-------- TEXTE FOURNI --------

Recrutement des professeurs : vers un formatage idéologique et pédagogique ?

lavage de cerveau

Le gouvernement va-t-il profiter de la crise sanitaire pour recruter des professeurs à sa botte, standardisés selon des normes qu'il aura lui-même définies ? À lire l'arrêté fixant les futures modalités d'organisation des concours du CAPES, subrepticement publié au Journal officiel du 29 janvier, on peut le craindre.

Cette réforme réduit encore, dans les épreuves du concours, l'importance de la part disciplinaire, sous prétexte d'une prétendue professionnalisation. Comme si la maîtrise de la discipline n'était pas fondamentale dans la sélection des candidats ! Un professeur ne peut enseigner efficacement que ce qu'il domine, parce qu'il a alors la capacité de s'adapter aux élèves qui lui sont confiés et de choisir les méthodes appropriées. La pédagogie est un art, dont on peut acquérir les prémices pendant sa formation initiale, mais qui s'enrichit par l'expérience. Il ne suffit pas d'être savant pour être un bon pédagogue, mais toute la pédagogie du monde est vaine si l'on ne possède pas un savoir solide.

Depuis des décennies, la même fausse philosophie pervertit la réflexion sur l'enseignement, imprègne tous les rapports officiels, régit la formation des professeurs. La plupart des politiciens suivent la mode, tout en prenant soin d'inscrire leurs enfants dans les meilleurs établissements. Il ne manque plus que les concours, dernier rempart du savoir, malgré de nombreux aménagements qui l'ont déjà relativisé. On se plaint, à juste titre, du niveau des derniers reçus dans certaines sections du CAPES : ce n'est pas par ces mesures qu'on le relèvera.

Le plus grave, dans cette réforme du CAPES, c'est l'introduction d'une épreuve d'entretien portant, selon son libellé officiel, sur « la motivation du candidat et son aptitude à se projeter dans le métier de professeur au sein du service public de l'éducation ». Cette épreuve a notamment pour objectif de permettre au jury « d'apprécier l'aptitude du candidat à s'approprier les valeurs de la République, dont la laïcité, et les exigences du service public (droits et obligations du fonctionnaire dont la neutralité, lutte contre les discriminations et stéréotypes, promotion de l'égalité, notamment entre les filles et les garçons, etc.) ».

-------- INFORMATIONS AFFICHÉES --------

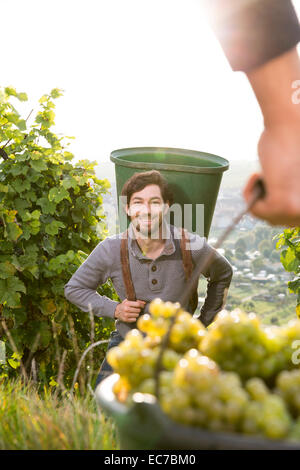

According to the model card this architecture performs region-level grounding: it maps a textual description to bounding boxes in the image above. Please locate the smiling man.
[65,170,232,385]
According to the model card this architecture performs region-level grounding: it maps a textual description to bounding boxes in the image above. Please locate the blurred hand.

--------

## [À PRODUIRE]
Indiquez, d'après le texte sur le recrutement des professeurs, dans quel journal et à quelle date a été publié l'arrêté fixant les modalités des concours du CAPES. Les lignes ne sont d'aucune utilité pour ce travail.

## [RÉPONSE ATTENDUE]
L'arrêté a été publié au Journal officiel du 29 janvier.